Quote word for word every line of the records, starting at the line that contains "the white beard, find" and ending at the end of the records. Leave the pictures out of your answer.
+++
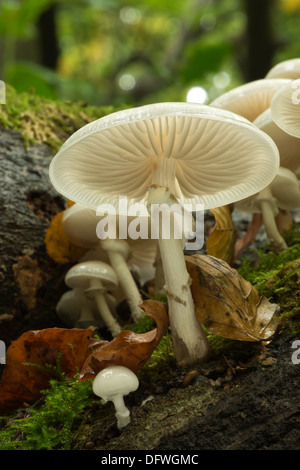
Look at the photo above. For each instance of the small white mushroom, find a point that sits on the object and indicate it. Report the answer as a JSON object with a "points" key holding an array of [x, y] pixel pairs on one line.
{"points": [[112, 384], [282, 193], [76, 311], [251, 99], [84, 228], [285, 108], [288, 145], [96, 278]]}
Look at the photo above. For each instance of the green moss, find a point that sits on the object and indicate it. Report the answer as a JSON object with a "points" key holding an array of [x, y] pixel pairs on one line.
{"points": [[41, 120], [50, 425]]}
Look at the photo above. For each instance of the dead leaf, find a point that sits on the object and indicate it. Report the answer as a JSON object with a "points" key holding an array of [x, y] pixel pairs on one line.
{"points": [[58, 245], [23, 383], [221, 240], [28, 276], [228, 305], [128, 349], [249, 237]]}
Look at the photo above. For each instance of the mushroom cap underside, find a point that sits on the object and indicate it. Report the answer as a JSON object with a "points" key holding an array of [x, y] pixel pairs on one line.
{"points": [[285, 108], [219, 157], [288, 145], [250, 99]]}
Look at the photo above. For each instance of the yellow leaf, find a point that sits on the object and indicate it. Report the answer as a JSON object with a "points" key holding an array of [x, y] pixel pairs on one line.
{"points": [[58, 245], [221, 240], [228, 305]]}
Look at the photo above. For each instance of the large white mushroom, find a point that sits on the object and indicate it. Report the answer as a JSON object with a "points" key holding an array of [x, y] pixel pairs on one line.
{"points": [[251, 99], [168, 153], [287, 69], [288, 145]]}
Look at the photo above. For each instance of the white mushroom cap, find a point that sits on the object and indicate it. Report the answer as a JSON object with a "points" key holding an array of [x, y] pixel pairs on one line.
{"points": [[287, 69], [251, 99], [81, 225], [83, 275], [193, 154], [283, 193], [208, 148], [75, 310], [112, 384], [96, 278], [288, 145], [285, 108]]}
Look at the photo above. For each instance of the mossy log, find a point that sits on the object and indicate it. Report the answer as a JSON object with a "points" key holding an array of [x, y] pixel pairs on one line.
{"points": [[31, 131], [247, 397]]}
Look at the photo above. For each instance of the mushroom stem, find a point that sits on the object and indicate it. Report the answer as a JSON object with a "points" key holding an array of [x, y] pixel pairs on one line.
{"points": [[111, 323], [276, 240], [122, 412], [159, 280], [97, 291], [189, 340], [115, 250], [86, 318]]}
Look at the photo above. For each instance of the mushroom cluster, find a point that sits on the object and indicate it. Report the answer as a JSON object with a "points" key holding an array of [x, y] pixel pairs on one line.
{"points": [[273, 105], [171, 156]]}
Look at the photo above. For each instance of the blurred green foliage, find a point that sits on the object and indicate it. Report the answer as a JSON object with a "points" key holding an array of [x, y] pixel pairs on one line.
{"points": [[128, 51]]}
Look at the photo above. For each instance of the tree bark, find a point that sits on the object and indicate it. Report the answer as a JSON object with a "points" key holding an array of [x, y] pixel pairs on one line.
{"points": [[31, 283]]}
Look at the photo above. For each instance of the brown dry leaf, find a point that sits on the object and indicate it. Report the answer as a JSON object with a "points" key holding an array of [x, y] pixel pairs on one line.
{"points": [[128, 349], [58, 245], [228, 305], [221, 240], [23, 383], [28, 276]]}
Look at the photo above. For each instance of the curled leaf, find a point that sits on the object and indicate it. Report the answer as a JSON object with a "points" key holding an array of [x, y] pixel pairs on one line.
{"points": [[221, 240], [228, 305], [128, 349], [58, 245], [34, 358]]}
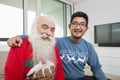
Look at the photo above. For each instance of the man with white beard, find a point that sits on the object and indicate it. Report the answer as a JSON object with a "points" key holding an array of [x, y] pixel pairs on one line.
{"points": [[37, 58]]}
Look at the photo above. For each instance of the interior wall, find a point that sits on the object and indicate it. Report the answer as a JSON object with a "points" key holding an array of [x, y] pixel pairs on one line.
{"points": [[102, 12]]}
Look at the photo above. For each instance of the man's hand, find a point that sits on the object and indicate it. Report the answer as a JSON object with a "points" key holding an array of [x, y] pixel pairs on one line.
{"points": [[14, 41], [42, 72]]}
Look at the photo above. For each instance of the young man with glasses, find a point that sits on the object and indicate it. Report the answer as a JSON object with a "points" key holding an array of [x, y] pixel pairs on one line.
{"points": [[76, 52]]}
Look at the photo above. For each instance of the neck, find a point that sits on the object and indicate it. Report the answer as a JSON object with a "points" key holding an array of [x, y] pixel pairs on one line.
{"points": [[75, 39]]}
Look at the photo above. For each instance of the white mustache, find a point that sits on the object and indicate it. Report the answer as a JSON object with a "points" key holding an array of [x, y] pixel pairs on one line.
{"points": [[45, 36]]}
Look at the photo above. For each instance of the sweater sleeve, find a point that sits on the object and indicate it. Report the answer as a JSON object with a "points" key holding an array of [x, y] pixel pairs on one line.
{"points": [[95, 65], [59, 75], [14, 67]]}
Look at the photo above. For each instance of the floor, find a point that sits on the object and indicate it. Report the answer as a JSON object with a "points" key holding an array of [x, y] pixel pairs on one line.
{"points": [[3, 56]]}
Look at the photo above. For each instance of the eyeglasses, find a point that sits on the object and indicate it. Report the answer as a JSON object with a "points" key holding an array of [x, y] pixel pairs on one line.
{"points": [[82, 24]]}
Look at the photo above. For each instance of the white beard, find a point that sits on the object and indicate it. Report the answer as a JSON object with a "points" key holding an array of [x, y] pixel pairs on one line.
{"points": [[42, 49]]}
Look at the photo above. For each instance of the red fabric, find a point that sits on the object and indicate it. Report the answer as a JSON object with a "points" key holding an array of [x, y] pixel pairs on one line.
{"points": [[15, 65]]}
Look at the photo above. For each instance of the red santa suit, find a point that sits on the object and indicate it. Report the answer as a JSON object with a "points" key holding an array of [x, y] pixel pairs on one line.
{"points": [[19, 62]]}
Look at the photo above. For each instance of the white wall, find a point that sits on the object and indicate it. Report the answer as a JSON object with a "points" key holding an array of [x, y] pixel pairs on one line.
{"points": [[100, 12]]}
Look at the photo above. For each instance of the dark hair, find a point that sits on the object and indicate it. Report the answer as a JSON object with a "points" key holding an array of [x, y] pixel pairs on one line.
{"points": [[79, 14]]}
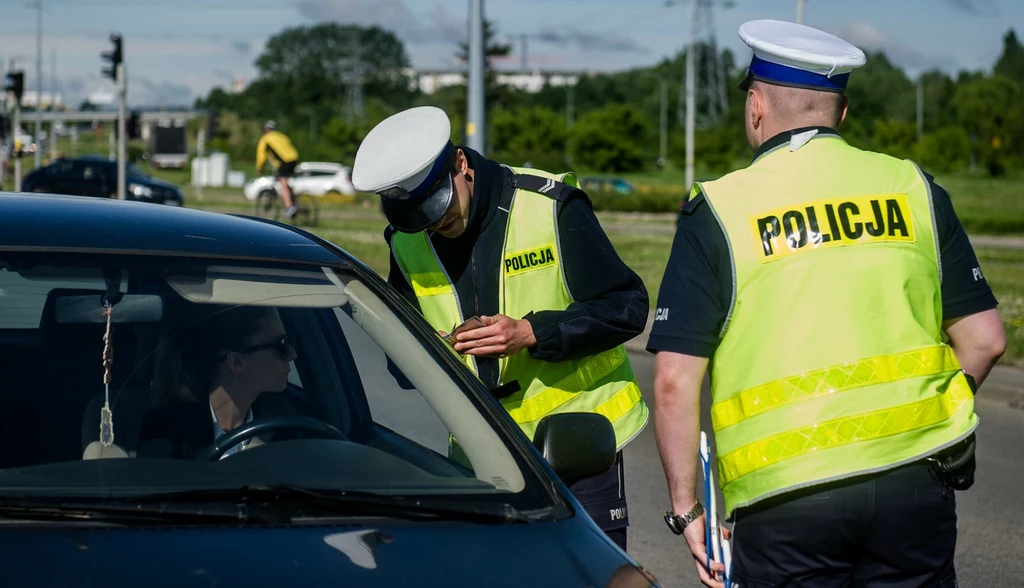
+++
▶ **Solution to this problem**
Look at the photo above. For each instance of the white beard, find a point that sits on the object and indicate it. Report the answer as a JSON object with a "points" key holding an array of [x, y] pixel pairs on one line.
{"points": [[42, 49]]}
Look at the photo above. For each instance of the red fabric, find a point that sits on the object and indicate it. Report the answer as a JSON object with a "points" key holding an array of [x, y] pixel pairs on one line.
{"points": [[15, 65]]}
Look at the photo above. For each instance of the red santa suit, find a point that sits on the object and indicate it. Report the answer as a JSON object with a "points" key holding an array of [x, y] pixel pairs on one line.
{"points": [[19, 62]]}
Look at the photo above. For each instance of the white wall, find a point that sits on the object and indicate it. Report the answer as a JSON object with a "points" key holding an array of [x, y] pixel pairs on one line.
{"points": [[100, 12]]}
Look at the photo above. For each instance of the dark hair, find a point that sits on the object and indicate it. Report the answer as a JSON object with a "points" key holding an array of [x, y] pixel pairs on one line.
{"points": [[79, 14]]}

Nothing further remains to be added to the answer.